*** RECORDS PROVIDED
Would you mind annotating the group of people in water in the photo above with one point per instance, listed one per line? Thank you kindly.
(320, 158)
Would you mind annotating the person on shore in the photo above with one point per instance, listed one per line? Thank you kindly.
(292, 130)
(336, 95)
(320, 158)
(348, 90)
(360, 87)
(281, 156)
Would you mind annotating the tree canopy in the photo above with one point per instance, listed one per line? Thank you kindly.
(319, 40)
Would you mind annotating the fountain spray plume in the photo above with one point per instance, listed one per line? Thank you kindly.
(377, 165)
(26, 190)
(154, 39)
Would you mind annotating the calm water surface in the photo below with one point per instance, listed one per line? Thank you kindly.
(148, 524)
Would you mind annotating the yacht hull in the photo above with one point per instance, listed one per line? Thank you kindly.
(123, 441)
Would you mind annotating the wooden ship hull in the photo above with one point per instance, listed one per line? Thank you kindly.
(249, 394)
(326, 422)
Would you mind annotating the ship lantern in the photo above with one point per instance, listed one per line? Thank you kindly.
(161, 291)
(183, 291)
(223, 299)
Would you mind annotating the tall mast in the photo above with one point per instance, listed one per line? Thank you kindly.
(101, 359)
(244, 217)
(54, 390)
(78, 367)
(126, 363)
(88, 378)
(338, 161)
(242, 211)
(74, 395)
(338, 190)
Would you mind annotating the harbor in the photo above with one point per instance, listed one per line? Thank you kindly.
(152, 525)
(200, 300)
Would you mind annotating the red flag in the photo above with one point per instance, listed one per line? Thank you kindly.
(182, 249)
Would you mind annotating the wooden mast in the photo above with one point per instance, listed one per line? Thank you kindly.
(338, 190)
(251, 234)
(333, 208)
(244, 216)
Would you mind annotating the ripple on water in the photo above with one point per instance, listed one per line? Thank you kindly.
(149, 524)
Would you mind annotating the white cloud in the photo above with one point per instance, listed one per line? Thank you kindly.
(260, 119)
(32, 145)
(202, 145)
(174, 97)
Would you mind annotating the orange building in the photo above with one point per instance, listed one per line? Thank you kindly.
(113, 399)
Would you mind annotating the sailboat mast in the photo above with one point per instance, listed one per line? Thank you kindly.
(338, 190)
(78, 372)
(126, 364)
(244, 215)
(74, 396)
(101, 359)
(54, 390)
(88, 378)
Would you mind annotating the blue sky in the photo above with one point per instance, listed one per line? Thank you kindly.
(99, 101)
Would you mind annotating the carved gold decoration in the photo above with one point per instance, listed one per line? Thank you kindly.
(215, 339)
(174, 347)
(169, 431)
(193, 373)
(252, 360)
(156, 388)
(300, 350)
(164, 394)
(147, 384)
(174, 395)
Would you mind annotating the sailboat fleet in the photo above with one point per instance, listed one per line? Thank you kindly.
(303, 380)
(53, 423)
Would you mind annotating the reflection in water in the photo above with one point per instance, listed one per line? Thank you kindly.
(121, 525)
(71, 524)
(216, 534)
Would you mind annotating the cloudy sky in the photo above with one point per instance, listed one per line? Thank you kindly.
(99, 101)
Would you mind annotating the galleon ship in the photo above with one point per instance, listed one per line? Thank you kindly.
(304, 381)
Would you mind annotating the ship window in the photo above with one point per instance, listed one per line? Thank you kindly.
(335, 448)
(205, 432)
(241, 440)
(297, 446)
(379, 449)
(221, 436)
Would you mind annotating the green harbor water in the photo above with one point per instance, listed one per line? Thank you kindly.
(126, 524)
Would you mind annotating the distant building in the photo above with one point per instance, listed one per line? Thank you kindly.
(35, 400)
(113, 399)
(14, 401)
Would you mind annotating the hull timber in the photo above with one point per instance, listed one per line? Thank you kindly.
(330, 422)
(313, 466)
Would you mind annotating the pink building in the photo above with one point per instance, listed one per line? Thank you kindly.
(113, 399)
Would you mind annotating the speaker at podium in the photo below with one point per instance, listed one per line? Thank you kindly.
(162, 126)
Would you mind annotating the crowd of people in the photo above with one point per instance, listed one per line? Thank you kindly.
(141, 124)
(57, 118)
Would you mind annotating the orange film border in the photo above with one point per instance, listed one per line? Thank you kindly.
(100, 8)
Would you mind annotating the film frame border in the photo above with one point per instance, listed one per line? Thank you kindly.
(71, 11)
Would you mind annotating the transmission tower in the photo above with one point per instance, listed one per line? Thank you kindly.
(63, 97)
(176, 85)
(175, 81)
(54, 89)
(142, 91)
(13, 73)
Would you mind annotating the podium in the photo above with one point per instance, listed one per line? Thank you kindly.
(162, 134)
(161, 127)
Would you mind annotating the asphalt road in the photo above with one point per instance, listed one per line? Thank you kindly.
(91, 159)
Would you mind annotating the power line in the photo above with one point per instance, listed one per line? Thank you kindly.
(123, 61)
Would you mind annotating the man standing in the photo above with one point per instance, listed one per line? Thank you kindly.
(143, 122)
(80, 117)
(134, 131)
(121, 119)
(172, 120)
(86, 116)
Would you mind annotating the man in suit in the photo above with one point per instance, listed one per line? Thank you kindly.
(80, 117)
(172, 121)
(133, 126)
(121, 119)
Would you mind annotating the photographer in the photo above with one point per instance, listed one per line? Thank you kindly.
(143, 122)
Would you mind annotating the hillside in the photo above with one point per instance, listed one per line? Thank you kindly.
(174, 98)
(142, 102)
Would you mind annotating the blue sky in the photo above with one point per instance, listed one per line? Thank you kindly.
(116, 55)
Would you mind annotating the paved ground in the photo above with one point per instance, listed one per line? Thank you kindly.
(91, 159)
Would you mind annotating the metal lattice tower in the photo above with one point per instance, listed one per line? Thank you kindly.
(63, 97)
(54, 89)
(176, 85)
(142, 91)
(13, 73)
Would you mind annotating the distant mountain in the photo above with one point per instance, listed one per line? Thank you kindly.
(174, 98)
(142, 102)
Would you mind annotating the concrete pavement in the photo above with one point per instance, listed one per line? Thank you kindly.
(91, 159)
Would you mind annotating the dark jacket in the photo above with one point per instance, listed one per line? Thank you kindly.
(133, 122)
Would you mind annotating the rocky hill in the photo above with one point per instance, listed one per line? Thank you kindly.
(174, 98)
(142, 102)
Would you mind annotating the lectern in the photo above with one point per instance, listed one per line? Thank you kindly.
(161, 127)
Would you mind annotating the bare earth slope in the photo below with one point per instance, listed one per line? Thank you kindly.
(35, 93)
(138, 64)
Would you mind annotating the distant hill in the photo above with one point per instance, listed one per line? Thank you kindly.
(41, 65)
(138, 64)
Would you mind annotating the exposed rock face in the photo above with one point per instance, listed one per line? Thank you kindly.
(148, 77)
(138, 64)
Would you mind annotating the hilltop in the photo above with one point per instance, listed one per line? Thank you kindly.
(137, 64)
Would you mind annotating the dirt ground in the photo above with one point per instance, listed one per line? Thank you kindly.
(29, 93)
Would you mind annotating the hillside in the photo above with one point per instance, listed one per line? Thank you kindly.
******
REQUIRED TASK >> Quote all the records. Keep every word exact.

OUTPUT >>
Would you mind annotating the group of people in water in the photo above with one point per instance, listed one per line? Thank you kindly.
(320, 158)
Would you mind annotating the person on shore in the photo above with one point per instance, listed one per line? Thank you kindly.
(292, 130)
(336, 95)
(320, 158)
(348, 90)
(360, 87)
(281, 156)
Would you mind annotating the tree canopy in the photo above with one point per instance, listed one per line? Thank you kindly.
(319, 40)
Would you mind annotating the fountain spray plume in the photo above with one point per instance, listed one per line? Thank you kindly.
(377, 165)
(26, 190)
(154, 39)
Would you mind annotating the calm water surface in the photo below with one point per instance, listed one per line? Thank you kindly.
(148, 524)
Would you mind annotating the yacht hull in the photo above with one point per instance, listed one per line? Thank you kindly.
(123, 441)
Would you mind annotating the wooden ship hull in the photo above with one point per instance, listed one per line? Thank you kindly.
(249, 394)
(326, 422)
Would you mind annotating the ship lantern in the photo above with one point per instance, listed one per line? Thank you kindly.
(161, 291)
(183, 291)
(223, 299)
Would you mind annotating the tall mast in the photo above with one point per instance, listed one per line? Thank you kindly.
(101, 359)
(244, 217)
(54, 390)
(78, 367)
(126, 363)
(88, 378)
(338, 161)
(242, 211)
(74, 395)
(338, 190)
Would you mind annotating the harbor in the photo above with one point per instance, listed one per line? Thank you kindly.
(152, 525)
(200, 300)
Would you mind annotating the red flag in the photo above with one point per instance, listed one per line? Thank you kindly.
(182, 249)
Would you mind annotating the wooden mast in the photo above with one point per instance, listed one per line? Thank you kindly.
(338, 190)
(251, 234)
(333, 208)
(244, 216)
Would you mind annotating the ripple on water in the photo above with one point per instance, listed one per line? Thank you kindly.
(149, 524)
Would you mind annotating the white cloud in the photo above with one point per instance, listed one per line? Thank you kindly.
(260, 119)
(32, 145)
(202, 145)
(174, 97)
Would you mind annotating the orange building in the photo above with one point per instance, listed one per line? Thank you kindly.
(113, 399)
Would you mind annotating the sailboat mast in the photo above with one point per instance, listed one per line? Thank you kindly.
(338, 190)
(78, 372)
(126, 364)
(244, 215)
(74, 396)
(101, 359)
(54, 390)
(88, 378)
Would you mind annotating the blue sky in the photo above with one point per instance, listed one per line? Thank you kindly.
(99, 101)
Would you mind annotating the carved gold decoration in the photo above with one point per instance, listed one per line? Thank you kindly.
(215, 339)
(174, 347)
(169, 431)
(193, 373)
(252, 360)
(156, 388)
(300, 350)
(164, 394)
(147, 384)
(174, 395)
Would you mind annotating the sailboat fleet in the photo above with one point per instance, listed one per line? Thank you kindly.
(303, 380)
(53, 423)
Would you mind annotating the reflection in water in the photo above with one point per instance, listed one per line? Thank you kindly.
(121, 525)
(71, 524)
(216, 534)
Would you mind annotating the cloudy sky in the photo above with one point per instance, listed one per line? Thank you kindly.
(99, 101)
Would you mind annotating the galleon ship in the photo above with one point per instance, listed one per line? Thank you kindly.
(304, 381)
Would you mind annotating the ship window in the photo above with one point per instance, listed one per line? Thank you kindly.
(335, 448)
(205, 432)
(241, 440)
(297, 446)
(379, 449)
(221, 436)
Would you mind annotating the green harbor water in the photo above with one point per instance, listed one per line? Thank you kindly.
(126, 524)
Would you mind annotating the distant building in the photo above with one point per instance, listed one per line? Thank you kindly.
(35, 400)
(113, 399)
(14, 401)
Would you mind annotating the hull timber in the photo above with one point per instance, listed one per line? Thank you kindly.
(330, 422)
(313, 466)
Would you mind annotating the pink building in the photo above with one point per instance, listed one per line? Thank you kindly.
(113, 399)
Would you mind annotating the speaker at podium in the photo below with one point per instance, listed one per line? Thank you kindly.
(162, 126)
Would you mind annotating the crowd of people in the photo above with one point per instance, listed one per line? Thank you kindly.
(141, 124)
(57, 118)
Would you mind annotating the orange film border in the photo above with one point per instance, listed one per line? Thank you kindly.
(100, 8)
Would you mind annotating the film frame border in the photo above with one point per instance, listed one per line? Thank you kindly.
(71, 11)
Would you mind annotating the transmission tower in the photo above with one point per instance, listed one per line? Thank you kindly.
(63, 97)
(176, 85)
(175, 81)
(54, 89)
(142, 91)
(13, 73)
Would you mind annotating the podium in the photo above with one point per instance, listed one per line? Thank you kindly.
(162, 134)
(161, 127)
Would you mind annotating the asphalt road in the photo above with one point per instance, listed one per line? Thank you kindly.
(91, 159)
Would you mind annotating the power line in the photo above with one point per instance, listed one per line? Thank you kindly.
(123, 61)
Would you mind annotating the man standing in the photo above with one point per instance, listed one per line? Thank you kindly.
(143, 122)
(80, 117)
(134, 131)
(121, 119)
(172, 120)
(86, 116)
Would you mind annotating the man in suit in the photo above with one point per instance, listed one per line? Thank you kindly.
(80, 117)
(172, 121)
(133, 126)
(121, 119)
Would you mind annotating the photographer in the photo above with one point per instance, listed one per line? Thank you kindly.
(143, 122)
Would you mind annotating the hillside in the photo above with one point per instance, listed one per line? Thank you kindly.
(174, 98)
(142, 102)
Would you mind annotating the blue sky in the photo above with one point per instance, listed one per line? Thank you kindly.
(116, 55)
Would you mind annotating the paved ground in the photo above with one point per instance, listed one per line? Thank you kindly.
(91, 159)
Would you mind annotating the metal lattice tower in the photo above with one point per instance, listed one per line? Thank you kindly.
(63, 97)
(54, 89)
(176, 85)
(142, 91)
(13, 73)
Would you mind annotating the distant mountain in the photo above with one point per instance, listed one per line? Thank you kindly.
(174, 98)
(142, 102)
Would you mind annotating the concrete pavement in the photo above with one point per instance, listed one per line? Thank you kindly.
(91, 159)
Would you mind annotating the dark jacket in the photo above with one point per instance, listed one per line? Thank you kindly.
(133, 122)
Would you mind annotating the rocky hill in the photo above with one point per instance, listed one per line? Thank you kindly.
(174, 98)
(142, 102)
Would you mind annotating the lectern in the photo above with one point per instance, listed one per line? Thank you kindly.
(161, 127)
Would you mind annotating the bare earth slope in the photo below with one point per instance, listed one per line? Thank you kindly.
(35, 93)
(138, 64)
Would you mind annotating the distant hill in the photo above with one point per instance, listed one per line? Thank you kindly.
(41, 65)
(138, 64)
Would you mind annotating the exposed rock face in the photo above with one point per instance, listed one per line? Thank you kindly.
(148, 77)
(138, 64)
Would you mind annotating the hilltop in the photo above with one point per instance, listed one per line? Thank you kindly.
(137, 64)
Would you mind annotating the dirt ground in the photo above with one point per instance, listed one per line? Thank you kindly.
(29, 93)
Would you mind annotating the hillside in the photo above with one point per instance, listed one per line? Thank you kindly.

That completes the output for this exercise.